### MATERIAL FOR THIS TASK
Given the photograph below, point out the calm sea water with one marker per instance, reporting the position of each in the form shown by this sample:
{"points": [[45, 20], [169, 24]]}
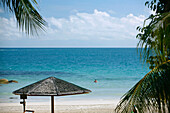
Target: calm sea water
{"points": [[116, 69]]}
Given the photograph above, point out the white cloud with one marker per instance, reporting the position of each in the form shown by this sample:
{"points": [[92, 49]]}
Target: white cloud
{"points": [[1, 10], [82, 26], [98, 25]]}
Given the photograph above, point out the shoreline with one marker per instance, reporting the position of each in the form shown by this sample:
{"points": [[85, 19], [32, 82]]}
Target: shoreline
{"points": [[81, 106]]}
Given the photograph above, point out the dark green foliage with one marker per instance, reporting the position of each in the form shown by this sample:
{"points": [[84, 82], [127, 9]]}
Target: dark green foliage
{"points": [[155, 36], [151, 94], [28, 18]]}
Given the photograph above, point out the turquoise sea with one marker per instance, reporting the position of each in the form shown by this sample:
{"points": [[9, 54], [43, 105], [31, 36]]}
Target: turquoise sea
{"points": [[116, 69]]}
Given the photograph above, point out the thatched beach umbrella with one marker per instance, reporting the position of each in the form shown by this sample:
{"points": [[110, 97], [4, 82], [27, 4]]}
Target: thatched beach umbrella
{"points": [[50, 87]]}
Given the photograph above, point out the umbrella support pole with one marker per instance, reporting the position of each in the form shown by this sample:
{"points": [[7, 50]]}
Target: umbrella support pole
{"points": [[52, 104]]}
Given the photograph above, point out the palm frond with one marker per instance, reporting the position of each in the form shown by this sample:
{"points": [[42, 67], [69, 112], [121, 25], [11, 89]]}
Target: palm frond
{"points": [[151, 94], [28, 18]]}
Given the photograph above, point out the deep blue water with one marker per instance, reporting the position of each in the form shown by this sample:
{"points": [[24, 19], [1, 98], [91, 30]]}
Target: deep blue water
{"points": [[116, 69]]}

### JOB
Reproduce the records from the line containing "Given the photograph above, point out the thatched" through the end of the records, requests included. In the answers, multiply every point coordinate by 1.8 and round to whole numbers, with halves rounded up; leave the numbers in the requests and their format samples as they are.

### RESULT
Given the photograph above, point out the thatched beach umbrella with one marker per instance, reporting the position of each in the form shown by this sample:
{"points": [[110, 97], [4, 82], [27, 4]]}
Target: thatched beach umbrella
{"points": [[90, 157]]}
Given the photograph above, point out the umbrella support pole with one marker per instance, reporting the position of each in the form shown by this sample:
{"points": [[7, 50]]}
Target: umbrella support pole
{"points": [[94, 187]]}
Given the photograph above, point out the palm frond with one marker per instance, reporting the position of each in the form shown by this sample:
{"points": [[42, 67], [69, 112], [121, 25], [11, 89]]}
Target: palm frond
{"points": [[272, 169], [50, 32]]}
Given the photograph above, point out the deep blue water with one marker per instance, reporting the position of each in the form shown by this sample:
{"points": [[24, 19], [1, 98], [91, 30]]}
Target: deep blue water
{"points": [[209, 124]]}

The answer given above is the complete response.